■ DESCRIPTION OF THE TASK ■
Would you write out the entries that follow word for word, omitting any images?

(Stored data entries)
::::::::::

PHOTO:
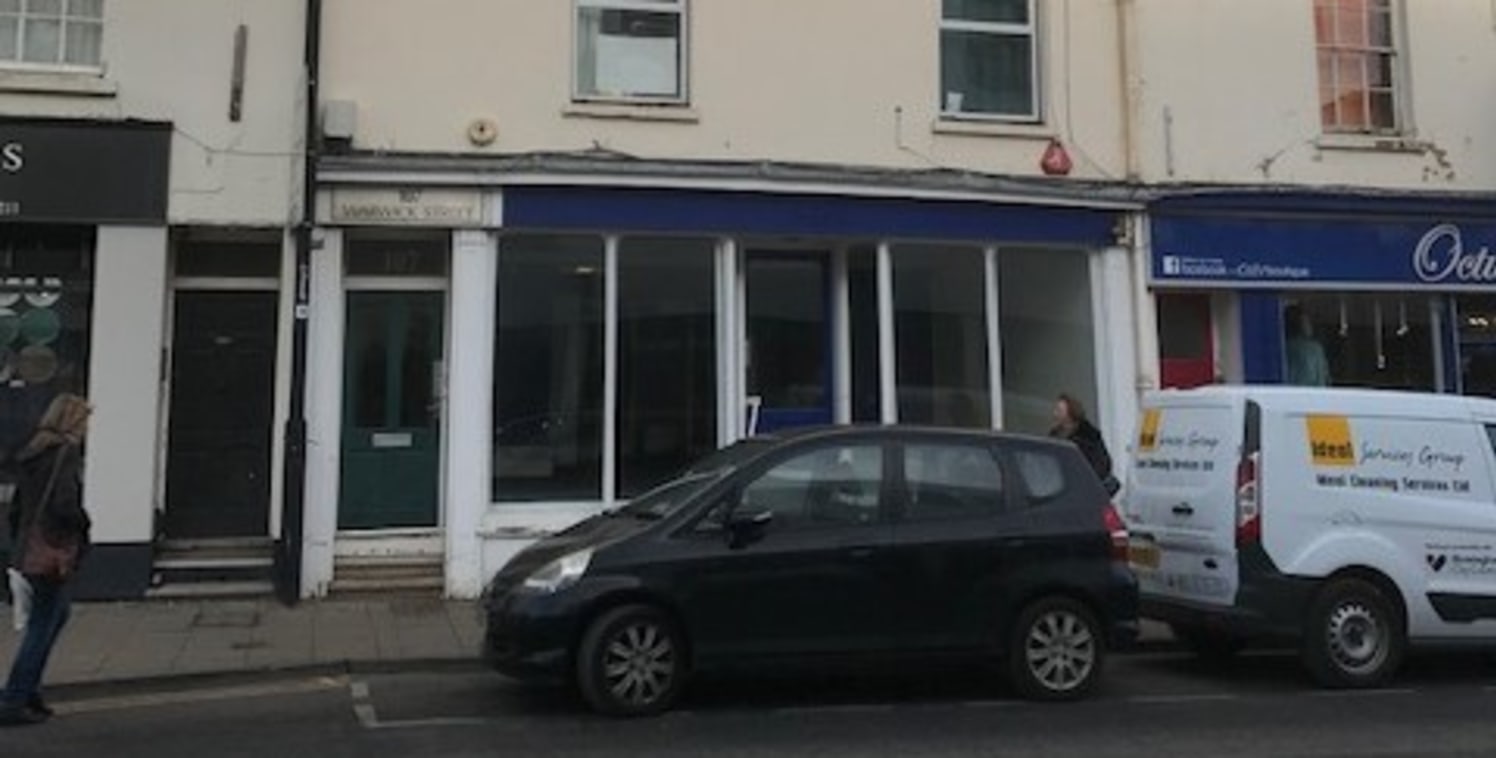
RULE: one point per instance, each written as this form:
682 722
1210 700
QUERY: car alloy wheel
1058 651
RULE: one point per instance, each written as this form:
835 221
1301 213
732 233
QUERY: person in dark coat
1071 423
53 456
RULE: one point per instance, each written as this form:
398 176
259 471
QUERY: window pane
548 396
941 337
950 482
988 74
629 53
42 39
837 486
1001 11
84 39
1047 335
666 359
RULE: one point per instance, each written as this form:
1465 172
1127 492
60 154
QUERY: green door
391 410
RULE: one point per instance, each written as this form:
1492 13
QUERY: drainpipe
289 552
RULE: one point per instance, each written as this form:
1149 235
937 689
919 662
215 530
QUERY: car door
816 582
953 540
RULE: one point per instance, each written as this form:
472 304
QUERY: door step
398 574
214 568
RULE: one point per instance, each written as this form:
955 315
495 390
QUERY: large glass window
1359 76
51 32
548 396
1047 334
630 50
666 359
941 337
989 63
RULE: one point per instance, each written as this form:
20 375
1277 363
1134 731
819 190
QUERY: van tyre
1056 651
632 663
1354 636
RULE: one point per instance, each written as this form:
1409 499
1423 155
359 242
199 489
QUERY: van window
1043 474
950 482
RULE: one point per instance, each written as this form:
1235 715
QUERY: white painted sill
75 84
663 112
994 129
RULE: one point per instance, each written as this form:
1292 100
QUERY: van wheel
1354 637
632 663
1056 651
1209 645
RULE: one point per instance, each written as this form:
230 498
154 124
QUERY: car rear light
1116 530
1249 500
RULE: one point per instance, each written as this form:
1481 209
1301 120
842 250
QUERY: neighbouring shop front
83 210
590 341
1326 289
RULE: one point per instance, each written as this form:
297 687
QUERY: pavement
151 640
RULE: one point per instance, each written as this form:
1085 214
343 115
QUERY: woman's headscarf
65 422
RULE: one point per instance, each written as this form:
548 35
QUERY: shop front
602 338
1326 290
83 259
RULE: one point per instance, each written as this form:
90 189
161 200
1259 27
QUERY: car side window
831 486
1043 474
949 482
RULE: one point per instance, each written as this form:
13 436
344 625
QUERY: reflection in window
835 486
941 337
548 396
667 359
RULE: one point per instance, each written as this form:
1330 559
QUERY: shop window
941 337
1047 328
989 63
548 396
1366 341
666 359
51 33
1359 76
630 50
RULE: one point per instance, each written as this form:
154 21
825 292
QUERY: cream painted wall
172 60
1228 93
771 79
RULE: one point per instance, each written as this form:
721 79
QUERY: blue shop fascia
1393 290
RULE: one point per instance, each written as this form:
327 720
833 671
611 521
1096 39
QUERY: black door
817 580
956 544
223 389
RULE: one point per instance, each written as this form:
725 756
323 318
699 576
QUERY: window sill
1371 144
667 112
57 82
994 129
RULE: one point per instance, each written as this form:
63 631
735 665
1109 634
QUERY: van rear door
1182 497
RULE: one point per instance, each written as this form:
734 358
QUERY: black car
829 544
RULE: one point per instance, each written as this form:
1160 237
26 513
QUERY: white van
1351 522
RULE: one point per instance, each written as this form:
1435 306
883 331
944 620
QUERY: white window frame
68 20
681 8
997 29
1399 72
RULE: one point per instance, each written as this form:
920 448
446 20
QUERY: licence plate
1143 555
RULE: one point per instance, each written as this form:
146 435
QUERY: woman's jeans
50 612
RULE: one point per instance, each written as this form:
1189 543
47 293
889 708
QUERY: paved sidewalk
130 642
118 642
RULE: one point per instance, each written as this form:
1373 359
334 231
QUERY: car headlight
560 573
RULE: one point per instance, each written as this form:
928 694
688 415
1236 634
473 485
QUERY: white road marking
199 695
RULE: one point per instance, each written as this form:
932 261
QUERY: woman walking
48 535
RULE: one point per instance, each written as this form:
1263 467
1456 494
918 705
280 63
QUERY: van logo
1148 435
1330 441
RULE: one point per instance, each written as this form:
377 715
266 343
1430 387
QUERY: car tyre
1056 651
632 663
1209 645
1354 636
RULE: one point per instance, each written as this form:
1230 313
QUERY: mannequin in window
1308 367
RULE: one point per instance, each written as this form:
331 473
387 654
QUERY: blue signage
1287 253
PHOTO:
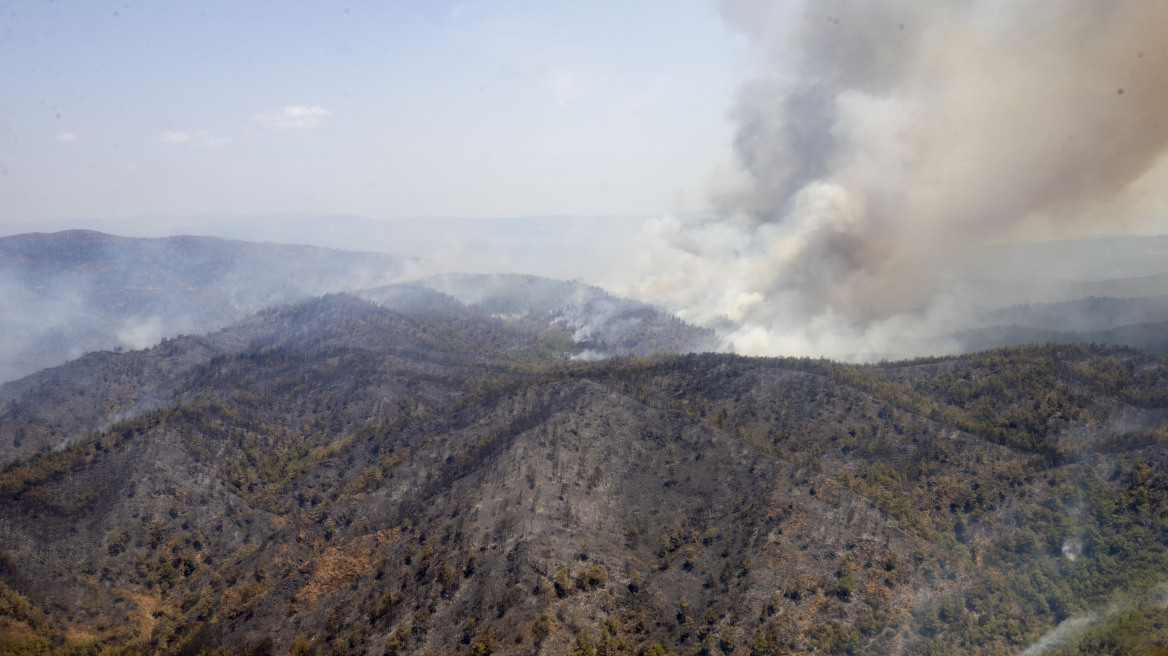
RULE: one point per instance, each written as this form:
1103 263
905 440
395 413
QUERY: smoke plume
885 138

::::::::::

■ FINAL ANSWER ■
PHOTO:
RULE: one point per instance, each written as this form:
682 722
1210 700
QUERY: car alloy wheel
1058 651
RULE: one point per instance, each written as this form:
835 221
1301 213
732 233
QUERY: person in dark coat
1071 423
53 456
RULE: one point per instance, each written as this form:
398 176
259 471
QUERY: window pane
548 396
941 337
950 482
988 74
629 53
42 39
837 486
1001 11
84 39
1047 335
666 359
RULE: one point per instance, each written as this form:
1465 172
1127 492
60 154
QUERY: green door
391 410
RULE: one point per instance, each written as this form:
1492 13
QUERY: drainpipe
289 552
RULE: one point per instance, each written as this form:
1149 235
937 689
919 662
215 530
QUERY: car door
816 582
953 540
RULE: one point per instance, each written as this form:
472 304
QUERY: door step
398 574
214 568
RULE: one point per instance, each written as this form:
955 315
495 390
QUERY: large glass window
1359 76
51 32
548 396
1047 334
630 50
666 359
941 337
989 63
RULE: one point per instance, each written as this form:
20 375
1277 363
1134 731
819 190
QUERY: van tyre
1056 651
632 663
1354 636
RULE: one point per instance, each written as this form:
1409 499
1423 155
359 242
199 489
QUERY: van window
1043 474
950 482
RULE: one point per instance, each written as this form:
1235 715
QUERY: white painted sill
75 84
663 112
994 129
RULE: one point per instance, each written as this form:
1292 100
QUERY: van wheel
1354 637
632 663
1056 651
1209 645
RULE: one point per instance, each written as this form:
230 498
154 124
QUERY: car rear light
1116 530
1249 500
RULE: one point per instance, each written as this form:
1481 209
1301 120
842 250
QUERY: neighbouring shop front
83 210
590 341
1326 289
RULE: one point per instance, each written as this form:
297 687
QUERY: pavement
151 640
RULE: one point per instance, each written as this form:
1085 214
343 115
QUERY: woman's headscarf
65 422
RULE: one point per instance, each written as this form:
548 35
QUERY: shop front
602 338
1326 290
83 259
RULE: one point per instance, each written as this form:
90 189
161 200
1259 27
QUERY: car side window
831 486
1043 474
949 482
RULE: one point per instance, each written as this form:
13 436
344 625
QUERY: reflection in window
835 486
941 337
548 396
667 359
RULE: one point per instance, each written as this form:
1330 559
QUERY: shop window
941 337
1047 328
989 63
548 396
1366 341
666 359
51 33
1359 76
630 50
RULE: one point per instance, each written as this form:
154 21
825 292
QUERY: cream painted wall
172 60
1228 93
771 79
RULE: one point per instance, each written as this form:
721 79
QUERY: blue shop fascia
1393 290
RULE: one point per instance, each written as this form:
327 720
833 671
611 521
1096 39
QUERY: black door
817 580
956 544
223 389
RULE: one point per instance, each written as this form:
725 756
323 318
699 576
QUERY: window sill
1371 144
667 112
57 82
994 129
RULE: one point per instance, each written as this form:
63 631
735 665
1109 634
QUERY: van rear door
1182 497
RULE: one point per instance, each written as this form:
734 358
QUERY: black car
829 544
RULE: one point per instance, each written as this form:
1160 237
26 513
QUERY: white van
1351 522
RULE: one point per instance, each written as this form:
1435 306
883 331
944 620
QUERY: white window frame
68 20
681 8
997 29
1399 72
RULE: one point per instance, each written as this form:
920 448
446 20
QUERY: licence plate
1143 555
RULE: one point per instance, each written as this form:
146 435
QUERY: woman's jeans
50 612
RULE: one point per instance, each written as this form:
1189 543
47 293
889 708
QUERY: paved sidewalk
130 642
118 642
RULE: one point per instance, each written as this form:
1373 359
334 231
QUERY: car headlight
560 573
RULE: one point per instance, each written as this form:
928 694
688 415
1236 634
473 485
QUERY: white road marking
199 695
RULE: one point per instance, each written as this form:
932 261
QUERY: woman walking
48 535
RULE: one point per instance, each written as this form:
1263 467
1456 494
918 705
280 63
QUERY: van logo
1148 435
1330 441
RULE: one point per instance, each written as this form:
377 715
266 343
1430 387
QUERY: car tyre
1056 651
632 663
1209 645
1354 636
RULE: one point per instance, each written as this form:
1230 313
QUERY: mannequin in window
1308 367
RULE: one point per instance, each written as this form:
331 473
387 654
QUERY: blue signage
1287 253
PHOTO:
RULE: one point per instance, each written as this form:
1103 263
905 440
395 413
QUERY: smoke plume
885 138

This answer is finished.